EXERCISE DESCRIPTION: Copy out every one of the rows below exactly as they appear, line for line.

======

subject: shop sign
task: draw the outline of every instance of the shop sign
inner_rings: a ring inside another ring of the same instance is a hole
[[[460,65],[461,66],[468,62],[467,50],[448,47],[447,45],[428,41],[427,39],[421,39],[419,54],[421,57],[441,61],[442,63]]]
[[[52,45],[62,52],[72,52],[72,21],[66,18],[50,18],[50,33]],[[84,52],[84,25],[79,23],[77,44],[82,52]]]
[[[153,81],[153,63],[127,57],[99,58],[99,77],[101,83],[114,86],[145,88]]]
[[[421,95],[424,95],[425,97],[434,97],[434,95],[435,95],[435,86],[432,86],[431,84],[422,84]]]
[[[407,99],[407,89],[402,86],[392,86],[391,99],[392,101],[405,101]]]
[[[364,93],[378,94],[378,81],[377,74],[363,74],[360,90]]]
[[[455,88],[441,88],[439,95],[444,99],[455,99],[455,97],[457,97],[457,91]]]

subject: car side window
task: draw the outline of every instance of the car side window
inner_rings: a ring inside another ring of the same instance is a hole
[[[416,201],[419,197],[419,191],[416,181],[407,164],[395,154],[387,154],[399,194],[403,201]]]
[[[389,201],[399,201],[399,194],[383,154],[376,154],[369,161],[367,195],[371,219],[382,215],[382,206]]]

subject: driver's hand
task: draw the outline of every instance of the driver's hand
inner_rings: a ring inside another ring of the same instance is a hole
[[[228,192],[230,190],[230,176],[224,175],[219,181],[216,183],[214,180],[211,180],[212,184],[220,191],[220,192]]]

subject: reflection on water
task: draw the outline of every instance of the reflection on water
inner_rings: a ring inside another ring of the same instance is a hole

======

RESULT OF THE TASK:
subject: shop sign
task: draw the outline of every instance of the shop sign
inner_rings: a ring inside another ring of the same instance is a hole
[[[460,65],[461,66],[468,62],[467,50],[448,47],[447,45],[428,41],[427,39],[421,39],[419,54],[421,57],[441,61],[442,63]]]
[[[52,45],[62,52],[72,52],[72,21],[66,18],[50,18],[50,33]],[[84,52],[84,25],[79,23],[77,44],[82,52]]]
[[[153,81],[153,63],[127,57],[99,58],[99,77],[101,83],[114,86],[145,88]]]
[[[421,95],[424,95],[425,97],[434,97],[434,95],[435,95],[435,86],[432,86],[431,84],[422,84]]]
[[[407,99],[407,89],[402,86],[392,86],[391,99],[392,101],[405,101]]]
[[[364,93],[378,94],[378,81],[377,74],[363,74],[360,90]]]
[[[455,88],[441,88],[439,95],[444,99],[455,99],[455,97],[457,97],[457,91]]]

subject: car side window
task: draw the outline of every instance of the car side window
inner_rings: a ring inside another ring of the same instance is a hole
[[[416,201],[419,197],[419,191],[416,181],[407,164],[395,154],[387,154],[399,194],[403,201]]]
[[[389,201],[399,201],[399,194],[383,154],[376,154],[369,161],[367,195],[371,219],[382,215],[382,206]]]

subject: driver's hand
task: draw the outline of every instance of the driver's hand
inner_rings: a ring inside another ring of the same instance is a hole
[[[228,192],[230,190],[230,176],[224,175],[219,181],[216,183],[214,180],[211,180],[212,184],[220,191],[220,192]]]

subject: reflection on water
task: draw the outline of every instance of the reflection on water
inner_rings: a ring inside another ring of the same instance is a hole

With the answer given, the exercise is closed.